EXERCISE DESCRIPTION:
Restate the whole of the data verbatim, omitting nothing.

Records from a dataset:
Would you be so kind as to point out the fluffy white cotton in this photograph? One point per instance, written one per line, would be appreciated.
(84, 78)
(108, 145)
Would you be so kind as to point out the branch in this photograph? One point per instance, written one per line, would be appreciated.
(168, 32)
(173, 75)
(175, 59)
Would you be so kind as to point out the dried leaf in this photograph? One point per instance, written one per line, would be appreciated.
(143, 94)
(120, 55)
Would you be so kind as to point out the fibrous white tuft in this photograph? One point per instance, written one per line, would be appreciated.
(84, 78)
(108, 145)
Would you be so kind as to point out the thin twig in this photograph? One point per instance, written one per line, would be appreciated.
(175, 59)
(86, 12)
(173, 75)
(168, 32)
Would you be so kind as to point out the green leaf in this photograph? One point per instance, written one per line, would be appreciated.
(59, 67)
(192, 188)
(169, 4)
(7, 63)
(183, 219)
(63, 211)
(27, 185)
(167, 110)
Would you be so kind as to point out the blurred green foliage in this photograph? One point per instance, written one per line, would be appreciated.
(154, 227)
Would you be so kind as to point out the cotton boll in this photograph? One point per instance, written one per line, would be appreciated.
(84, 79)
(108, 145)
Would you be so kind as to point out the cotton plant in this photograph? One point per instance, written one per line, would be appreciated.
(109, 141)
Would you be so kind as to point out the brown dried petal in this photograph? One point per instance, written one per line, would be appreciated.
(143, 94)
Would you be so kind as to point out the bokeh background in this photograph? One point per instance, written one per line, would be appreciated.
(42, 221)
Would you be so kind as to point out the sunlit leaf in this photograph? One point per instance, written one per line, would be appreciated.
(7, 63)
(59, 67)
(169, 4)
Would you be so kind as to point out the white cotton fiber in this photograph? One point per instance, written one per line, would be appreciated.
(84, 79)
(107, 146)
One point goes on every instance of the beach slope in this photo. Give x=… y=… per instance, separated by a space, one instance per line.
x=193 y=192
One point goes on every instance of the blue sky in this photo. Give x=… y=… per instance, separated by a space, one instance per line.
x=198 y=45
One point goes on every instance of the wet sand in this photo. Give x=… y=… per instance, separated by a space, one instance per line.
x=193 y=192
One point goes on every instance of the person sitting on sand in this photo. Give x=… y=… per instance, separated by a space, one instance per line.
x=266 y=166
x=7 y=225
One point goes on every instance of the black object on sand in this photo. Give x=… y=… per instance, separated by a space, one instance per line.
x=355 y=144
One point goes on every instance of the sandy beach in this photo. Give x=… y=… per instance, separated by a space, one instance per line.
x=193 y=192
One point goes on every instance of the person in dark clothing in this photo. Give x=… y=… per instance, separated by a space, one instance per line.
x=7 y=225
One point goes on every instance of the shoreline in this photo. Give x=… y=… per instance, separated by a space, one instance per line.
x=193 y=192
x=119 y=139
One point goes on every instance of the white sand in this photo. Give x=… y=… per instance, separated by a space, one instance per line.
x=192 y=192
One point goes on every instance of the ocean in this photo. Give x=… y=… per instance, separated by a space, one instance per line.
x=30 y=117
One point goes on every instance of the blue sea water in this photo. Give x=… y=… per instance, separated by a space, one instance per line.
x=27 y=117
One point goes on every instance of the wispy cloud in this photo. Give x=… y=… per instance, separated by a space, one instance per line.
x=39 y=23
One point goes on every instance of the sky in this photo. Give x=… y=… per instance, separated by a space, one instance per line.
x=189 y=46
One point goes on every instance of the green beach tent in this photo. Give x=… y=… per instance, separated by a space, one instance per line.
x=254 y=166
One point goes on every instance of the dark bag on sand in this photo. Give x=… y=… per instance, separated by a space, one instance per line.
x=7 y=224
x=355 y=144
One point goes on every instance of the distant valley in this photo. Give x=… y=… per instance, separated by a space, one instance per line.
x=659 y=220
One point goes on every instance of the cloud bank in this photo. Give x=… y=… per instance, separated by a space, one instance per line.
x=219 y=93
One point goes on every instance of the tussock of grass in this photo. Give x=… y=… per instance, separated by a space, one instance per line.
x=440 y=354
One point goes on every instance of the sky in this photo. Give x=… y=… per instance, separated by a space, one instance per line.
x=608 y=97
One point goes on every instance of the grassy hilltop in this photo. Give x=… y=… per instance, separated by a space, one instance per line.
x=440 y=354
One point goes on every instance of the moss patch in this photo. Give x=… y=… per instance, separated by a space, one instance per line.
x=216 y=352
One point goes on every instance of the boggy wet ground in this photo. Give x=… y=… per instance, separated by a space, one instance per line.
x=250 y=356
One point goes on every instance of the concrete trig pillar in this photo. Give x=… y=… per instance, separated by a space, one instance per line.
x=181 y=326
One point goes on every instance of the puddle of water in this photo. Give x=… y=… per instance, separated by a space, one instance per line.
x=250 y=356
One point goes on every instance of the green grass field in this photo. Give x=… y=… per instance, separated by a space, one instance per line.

RESULT:
Would you be so kind as to point out the fluffy white cotton in this photograph? One point per instance, written one per line, would be appreciated.
(84, 78)
(108, 145)
Would you be so kind as to point out the branch in this photograph? One point per instance, written one per line, would be appreciated.
(168, 32)
(173, 75)
(175, 59)
Would you be so kind as to point out the dried leaf in this photograph? One point per instance, written one per line, would be appreciated.
(143, 94)
(120, 55)
Would you be so kind as to point out the fibrous white tuft in this photograph? One point per instance, written one per line, would be appreciated.
(84, 78)
(108, 145)
Would you be so kind as to point out the thin twig in this photograph? One point per instance, written one per line, would be appreciated.
(175, 59)
(86, 12)
(173, 75)
(168, 32)
Would you be so kind as to point out the green leaf in this photograph? One point per instance, written one per line, would be appreciated.
(59, 67)
(192, 188)
(169, 4)
(7, 63)
(183, 219)
(63, 211)
(27, 185)
(167, 110)
Would you be so kind as to point out the blurred green foliage in this photograph? One point per instance, written one per line, would be appreciated.
(154, 227)
Would you be so kind as to point out the cotton boll in this photograph? One point per instance, written one per line, would be appreciated.
(84, 79)
(108, 145)
Would you be so kind as to point out the cotton plant in this photograph? One point per instance, written one per line, would be appreciated.
(109, 141)
Would you be so kind as to point out the brown dried petal in this photograph? One point per instance, written one per line, would be appreciated.
(143, 94)
Would you be so kind as to point out the bokeh background in this photograph? One point per instance, written one per line, would be appreciated.
(42, 221)
Would you be so kind as to point out the sunlit leaf in this photograph? One point per instance, written one per line, would be appreciated.
(7, 63)
(59, 67)
(169, 4)
Would you be so kind as to point out the white cotton fiber in this photograph? One point per instance, written one per line, would be appreciated.
(84, 79)
(107, 146)
One point goes on every instance of the beach slope in this photo. Give x=… y=… per instance, separated by a space, one instance per line.
x=193 y=192
One point goes on every instance of the blue sky in this photo. Give x=… y=… per instance, separated by a space, one instance per line.
x=198 y=45
One point goes on every instance of the wet sand in this photo. Give x=… y=… per instance, separated by a space, one instance per line.
x=193 y=192
One point goes on every instance of the person sitting on sand in this photo. Give x=… y=… per instance, separated by a space, one instance per line.
x=266 y=166
x=7 y=225
One point goes on every instance of the black object on sand in this photo. Give x=… y=… per instance, separated by a space, one instance per line.
x=355 y=144
One point goes on every instance of the sandy beach in this photo. Give x=… y=… per instance, separated by a space, one instance per line.
x=193 y=192
One point goes on every instance of the person in dark clothing in this photo. Give x=… y=… per instance, separated by a space, one instance per line.
x=7 y=225
One point goes on every instance of the shoreline in this photo. Give x=… y=… per instance, separated by a space, one instance per line.
x=193 y=192
x=119 y=139
One point goes on every instance of the white sand in this photo. Give x=… y=… per instance, separated by a space, one instance per line.
x=192 y=192
One point goes on every instance of the ocean in this photo. Give x=… y=… per instance, separated by a space, one instance per line.
x=30 y=117
One point goes on every instance of the blue sea water in this photo. Give x=… y=… per instance, separated by a space, one instance per line.
x=27 y=117
One point goes on every instance of the wispy cloud in this photo. Give x=… y=… per instance, separated by a space, one instance per line.
x=39 y=23
One point goes on every instance of the sky in this photo. Give x=… y=… per instance, separated by a space, one instance per line.
x=189 y=46
One point goes on every instance of the green beach tent in this photo. Give x=… y=… per instance, separated by a space, one instance per line.
x=254 y=166
One point goes on every instance of the dark bag on sand in this photo. Give x=… y=… per instance, separated by a space, one instance per line.
x=7 y=224
x=355 y=144
One point goes on every instance of the distant valley in this photo. Give x=… y=… per instance, separated by a space, one instance per line.
x=659 y=220
One point goes on every instance of the cloud bank in this photo. Give x=… y=… per instance, separated by a space, one instance per line.
x=219 y=93
One point goes on every instance of the tussock of grass in this photo. Give x=… y=… per instance, separated by a space, one instance per line.
x=440 y=354
One point goes on every instance of the sky in this photo. Give x=… y=… per instance, separated by a space, one instance per line.
x=608 y=97
One point goes on every instance of the grassy hilltop in this photo. Give x=… y=… per instance, separated by a space, one instance per line.
x=440 y=354
One point goes on every instance of the moss patch in this photo. Give x=… y=… per instance, separated by a space, one instance per line.
x=216 y=352
One point goes on every instance of the boggy wet ground in this photo. Give x=… y=… per instance, separated by a space, one instance per line.
x=250 y=356
One point goes on every instance of the concrete trig pillar in this photo. Give x=… y=… per instance, separated by a space, one instance per line.
x=181 y=326
One point goes on every instance of the puddle of water in this photo. Give x=… y=… per instance, separated by a space, one instance per line.
x=250 y=356
One point goes on every instance of the green grass field in this photo. Give x=… y=… per instance, separated by a space, one instance per line.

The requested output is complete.